== Provided text ==
···

Crate eolify

Crate eolify 

Source
Expand description

§eolify

High-performance line ending normalization for Rust

crates.io

eolify is a lightweight, allocation-conscious library for normalizing end-of-line (EOL) sequences in large text streams or buffers. It’s designed for high-throughput processing pipelines, data ingestion systems, and cross-platform tooling where consistency and efficiency matter.

§Features

  • Fast and memory-efficient — optimized for bulk text processing.
  • Normalizes EOLs to a consistent format (currently CRLF \r\n).
  • Minimal dependencies — ideal for embedding in performance-critical code.
  • Handles mixed endings (\n, \r\n, \r) gracefully.
  • Supports:
    • Chunk-based API (buffer slices)
    • Synchronous implementations of Read / Write
    • Asynchronous implementations of AsyncRead / AsyncWrite (both futures_io and tokio supported).

§Current status

  • Normalization to CRLF (\r\n) is implemented.
  • Normalization to LF (\n) is implemented.

···

== Information supplied ==

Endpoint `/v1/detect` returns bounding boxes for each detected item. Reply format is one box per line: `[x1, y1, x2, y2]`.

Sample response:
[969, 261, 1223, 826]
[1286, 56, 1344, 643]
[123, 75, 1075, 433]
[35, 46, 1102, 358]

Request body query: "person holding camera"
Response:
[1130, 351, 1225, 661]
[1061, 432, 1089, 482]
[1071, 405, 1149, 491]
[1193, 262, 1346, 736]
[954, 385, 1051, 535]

···

== Tasks to carry out ==
a) Reproduce the stretch of the eolify documentation from "High-performance line ending" through "and efficiency matter.".
b) According to the eolify documentation, which two options are supported for the asynchronous AsyncRead and AsyncWrite implementations?
c) Write the next part of the eolify documentation, starting after its final line.
These records were taken from a separate source and are not related to the eolify documentation.

== Final answers ==
a)
High-performance line ending normalization for Rust

crates.io

eolify is a lightweight, allocation-conscious library for normalizing end-of-line (EOL) sequences in large text streams or buffers. It’s designed for high-throughput processing pipelines, data ingestion systems, and cross-platform tooling where consistency and efficiency matter.

b) futures_io and tokio

c)
§Usage

§Simple string normalization

use eolify::{CRLF, Normalize};

let text = "one\nline\r\ntwo\rthree";
let normalized = CRLF::normalize_str(text);
assert_eq!(normalized, "one\r\nline\r\ntwo\r\nthree");
println!("{}", normalized);

§Synchronous I/O reader / writer

use std::fs::File;
use std::io::{BufWriter, Write};
use eolify::{CRLF, ReadExt};

fn normalize_file_sync(input_path: &str, output_path: &str) -> std::io::Result<()> {
    let infile = File::open(input_path)?;
    let mut reader = infile.normalize_newlines(CRLF);

    let outfile = File::create(output_path)?;
    let mut writer = BufWriter::new(outfile);

    std::io::copy(&mut reader, &mut writer)?;
    writer.flush()?;
    Ok(())
}

§Why use eolify?

Working with large text files or streams (logs, ingestion pipelines, cross-platform toolchains) often involves inconsistent line endings (LF, CRLF, CR). Instead of ad-hoc .replace() or loading everything into memory, eolify offers a streaming, allocation-conscious approach so you can normalize while reading or writing, without multiple allocations or buffering the entire file.

§Getting started

Add to your Cargo.toml:

[dependencies]
eolify = { version = "0.3", features = ["tokio"] }

# Alternatively enable the `futures-io` async wrappers instead of `tokio`:
# eolify = { version = "0.3", features = ["futures-io"] }

Then either call the high-level string routines (for small chunks) or use the I/O wrappers for streaming use-cases.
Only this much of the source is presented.